Document segment:

# Profa says Hi!



## Profa (May 5, 2008)

Hello everybody, from interesting country of Serbia!
Don't remember how I got here in the first place, but anyways here I am...  

Name's Zoran, age is 38, 30 of it spent with plastics, enamels and other joys of life  ... 'Profa' comes from common serbian nick for school professor (my ex-job)
Lately I became active on some serbian forumes, and now decided to join also to some english-typing (can't say 'speaking', off course)...
Dont' want to bother you all with my biography here, I'd rather go to pics-posting right away...

All the best  
Zoran a.k.a. Profa


----------



## Lucky13 (May 5, 2008)

Hi and welcome Profa! As Adler puts it, don't be a one post wonder....dig in and have fun mate!


----------



## Thorlifter (May 5, 2008)

Welcome to the site.


----------



## ccheese (May 5, 2008)

Welcome to the site, Zoran. Enjoy the place.... I do !

Charles


----------



## A4K (May 5, 2008)

Great to have ya along, Zoran! 

Evan


----------



## DerAdlerIstGelandet (May 5, 2008)

Welcome to the forum.


----------



## Wurger (May 5, 2008)

Welcome Zoran.Greetings from Poland.


----------



## Karl Sitts (May 5, 2008)

Profa said:


> Hello everybody, from interesting country of Serbia!
> Don't remember how I got here in the first place, but anyways here I am...
> 
> Name's Zoran, age is 38, 30 of it spent with plastics, enamels and other joys of life  ... 'Profa' comes from common serbian nick for school professor (my ex-job)
> ...


Profa, Welcome! I'm an ex teacher (about 30 years)! Please enjoy your time here!

Collected data:
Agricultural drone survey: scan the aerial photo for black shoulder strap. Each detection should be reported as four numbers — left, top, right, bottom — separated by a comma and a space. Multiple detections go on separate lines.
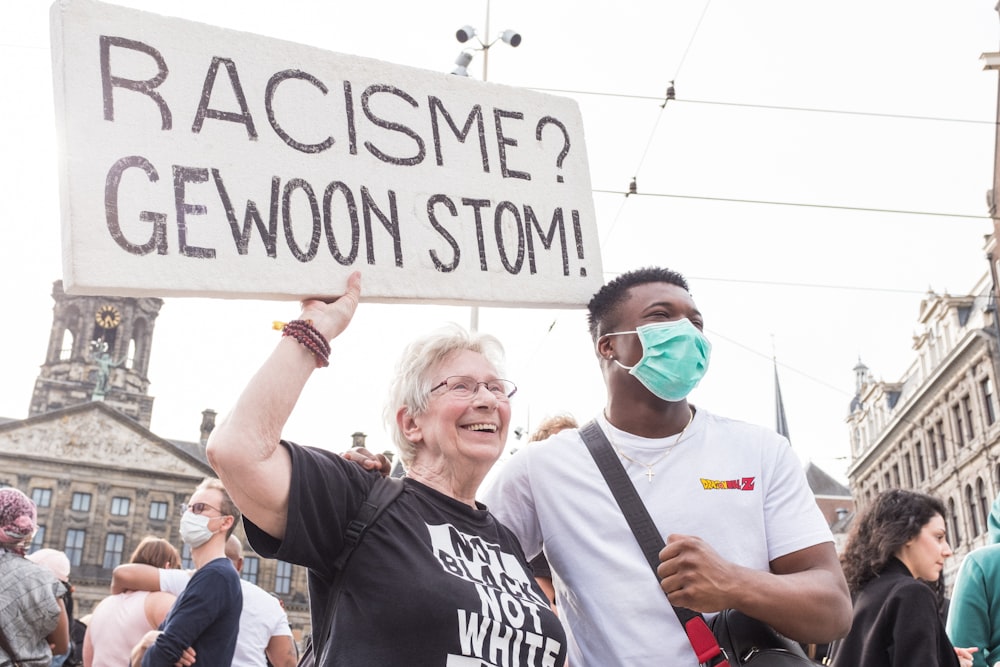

The request:
Write what comes next in the forum thread welcoming Profa, starting after its last post. The data plays no part in the work.

Result of the task:
----------



## Njaco (May 5, 2008)

Welcome, Zoran!


----------



## Karl Sitts (May 6, 2008)

Lucky 13, Thanks for the link. Reminds me of old times! When the Black Watch toured the US in the mid 1960's, they asked our bandfrom the 7th Cavalry(Gary Owen Pipes and Drums) to tour with them. It was quite an honor! Of course, being only a small regimental band, we couldn't afford it. By the time they got to Tucson Arizona, I was out of the Service, and took my wife to see them! BTW- my last name before being adopted by my Step- Father- was Stewart.


----------



## Wayne Little (May 7, 2008)

Gidday mate welcome from the land of OZ...


----------



## Heinz (May 7, 2008)

Welcome mate.


----------



## DOUGRD (May 7, 2008)

Welcome Profa, Hope you stick around and tell us some aboutr how things are in Serbia these days. I'd like to know.


----------



## Milos Sijacki (May 27, 2008)

Welcome and Dobrodosao nam!


----------



## FLYBOYJ (May 27, 2008)

Welcome!


----------



## David Cohen (May 27, 2008)

Welcome


----------



## Gnomey (May 27, 2008)

Welcome.


----------



## trackend (May 27, 2008)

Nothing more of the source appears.